Identify options (including scenarios) in which prices
can achieve market values. Assess the extent to which
market factors could produce hyperinflation if prices
were freed (e.g., ruble overhang, monopolistic
industrial structure, etc.) and recommend measures to
ameliorate it. Which key sectors should be targeted
for deregulation first?
--
Consider structural steps, such as allowing firms to
compete for state orders or giving them access to sets
of supplies solely on the basis of price.
Assessing the impact
--
Assess the impact of price decontrol, especially
economic dislocations, bottlenecks, shortages,
adjustment at the consumer and retail levels, etc.
Assistance
Identify terms and criteria of Western involvement in
developing a sound price decontrol policy and toward
supporting the implementation of that policy.
8. Sequencing
--
What plans do the Soviets currently have for
proceeding with macro- and micro-economic reform?
Assess those plans and the sequence of anticipated
steps.
-- Develop sequenced economic reform policy options,
assess their costs and benefits, identify ways to
maximize the benefits and reduce costs, and make
recommendations.
Assistance
Identify terms and criteria of Western involvement in
devising, overseeing and enforcing a properly-sequenced and
appropriate reform program, and locate points at which
Western involvement can be of assistance.

**Supplied material:**
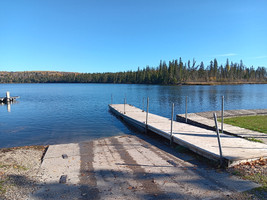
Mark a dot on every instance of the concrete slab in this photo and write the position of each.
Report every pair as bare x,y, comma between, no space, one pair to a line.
131,167
199,140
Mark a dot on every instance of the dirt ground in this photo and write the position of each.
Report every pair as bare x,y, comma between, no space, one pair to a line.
16,165
19,171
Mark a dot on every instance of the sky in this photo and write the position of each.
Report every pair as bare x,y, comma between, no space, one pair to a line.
121,35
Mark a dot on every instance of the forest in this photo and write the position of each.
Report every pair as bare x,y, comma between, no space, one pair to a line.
174,72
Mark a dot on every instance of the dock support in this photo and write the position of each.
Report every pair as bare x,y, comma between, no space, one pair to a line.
171,138
186,109
143,104
147,107
218,137
124,105
222,114
7,96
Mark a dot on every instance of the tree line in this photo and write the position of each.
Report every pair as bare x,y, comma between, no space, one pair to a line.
172,73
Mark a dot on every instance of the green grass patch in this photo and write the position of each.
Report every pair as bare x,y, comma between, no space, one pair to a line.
255,140
254,123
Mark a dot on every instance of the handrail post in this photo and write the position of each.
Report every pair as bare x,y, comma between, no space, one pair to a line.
171,138
222,113
147,114
143,104
124,105
186,109
218,137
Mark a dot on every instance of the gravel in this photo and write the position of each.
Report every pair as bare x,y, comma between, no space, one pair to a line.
18,171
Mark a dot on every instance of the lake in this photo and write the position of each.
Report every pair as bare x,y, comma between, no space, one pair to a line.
63,113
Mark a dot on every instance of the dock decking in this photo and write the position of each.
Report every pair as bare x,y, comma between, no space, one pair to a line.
199,140
204,120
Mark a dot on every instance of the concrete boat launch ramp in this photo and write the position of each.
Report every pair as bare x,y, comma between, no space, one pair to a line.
203,142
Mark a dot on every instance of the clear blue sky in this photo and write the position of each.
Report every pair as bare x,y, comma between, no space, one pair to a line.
120,35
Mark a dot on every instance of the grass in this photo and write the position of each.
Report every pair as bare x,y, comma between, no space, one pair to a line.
255,140
254,123
2,187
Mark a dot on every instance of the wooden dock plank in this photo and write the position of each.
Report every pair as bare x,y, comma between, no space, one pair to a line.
199,140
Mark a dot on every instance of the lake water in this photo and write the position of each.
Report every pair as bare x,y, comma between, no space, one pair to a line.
61,113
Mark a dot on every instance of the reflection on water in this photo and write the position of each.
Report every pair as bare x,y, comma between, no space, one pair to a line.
61,113
8,105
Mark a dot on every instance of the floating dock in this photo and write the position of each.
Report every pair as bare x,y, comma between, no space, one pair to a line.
199,140
8,98
204,120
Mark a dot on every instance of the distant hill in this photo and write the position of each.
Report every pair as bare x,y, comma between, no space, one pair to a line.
176,72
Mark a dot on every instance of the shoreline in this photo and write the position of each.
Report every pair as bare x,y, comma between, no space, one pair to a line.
180,84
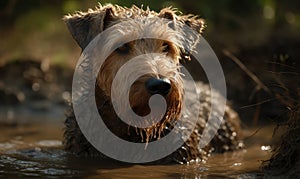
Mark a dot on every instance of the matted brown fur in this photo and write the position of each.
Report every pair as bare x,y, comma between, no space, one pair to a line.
85,26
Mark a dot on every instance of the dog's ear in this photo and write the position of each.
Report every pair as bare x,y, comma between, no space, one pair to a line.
192,30
190,26
85,26
169,14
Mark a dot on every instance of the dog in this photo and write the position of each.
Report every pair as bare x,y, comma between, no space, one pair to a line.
161,58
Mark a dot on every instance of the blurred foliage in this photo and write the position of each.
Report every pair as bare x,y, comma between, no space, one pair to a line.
34,28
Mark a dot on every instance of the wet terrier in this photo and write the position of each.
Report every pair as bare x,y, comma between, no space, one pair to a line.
161,59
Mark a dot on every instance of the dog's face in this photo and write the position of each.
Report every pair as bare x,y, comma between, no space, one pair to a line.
157,58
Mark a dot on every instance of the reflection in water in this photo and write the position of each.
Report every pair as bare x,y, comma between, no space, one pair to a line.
36,150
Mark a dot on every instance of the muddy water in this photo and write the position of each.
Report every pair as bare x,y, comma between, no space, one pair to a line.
35,149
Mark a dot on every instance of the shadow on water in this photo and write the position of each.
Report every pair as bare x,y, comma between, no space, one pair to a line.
31,127
36,150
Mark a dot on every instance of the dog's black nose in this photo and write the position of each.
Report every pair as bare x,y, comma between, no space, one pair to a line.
158,86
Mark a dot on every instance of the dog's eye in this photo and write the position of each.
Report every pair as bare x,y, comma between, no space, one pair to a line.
124,49
166,47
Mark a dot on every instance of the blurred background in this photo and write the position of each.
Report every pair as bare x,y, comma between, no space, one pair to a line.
38,55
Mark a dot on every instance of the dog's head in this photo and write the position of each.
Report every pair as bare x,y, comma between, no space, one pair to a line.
157,42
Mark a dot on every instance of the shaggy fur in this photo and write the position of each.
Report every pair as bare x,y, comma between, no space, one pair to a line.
158,58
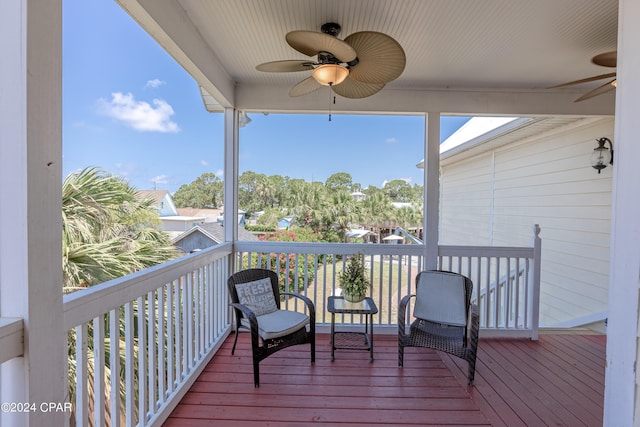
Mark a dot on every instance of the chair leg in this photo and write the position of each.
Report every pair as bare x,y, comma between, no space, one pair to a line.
235,341
472,370
256,373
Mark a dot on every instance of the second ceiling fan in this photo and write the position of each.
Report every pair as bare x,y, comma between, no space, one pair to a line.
356,67
608,59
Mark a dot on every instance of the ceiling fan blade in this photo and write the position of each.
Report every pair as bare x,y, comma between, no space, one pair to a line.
588,79
305,87
285,66
381,59
351,88
312,42
608,59
597,91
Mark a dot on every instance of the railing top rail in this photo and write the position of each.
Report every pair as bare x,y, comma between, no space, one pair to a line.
486,251
81,306
381,249
329,248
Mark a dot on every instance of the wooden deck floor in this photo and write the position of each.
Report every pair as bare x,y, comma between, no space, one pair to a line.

**Exercise description:** Reproduce word for word the part of the Soviet economic reform passage above from "Assess those plans" up to and including "recommendations.".

**Exercise result:**
Assess those plans and the sequence of anticipated
steps.
-- Develop sequenced economic reform policy options,
assess their costs and benefits, identify ways to
maximize the benefits and reduce costs, and make
recommendations.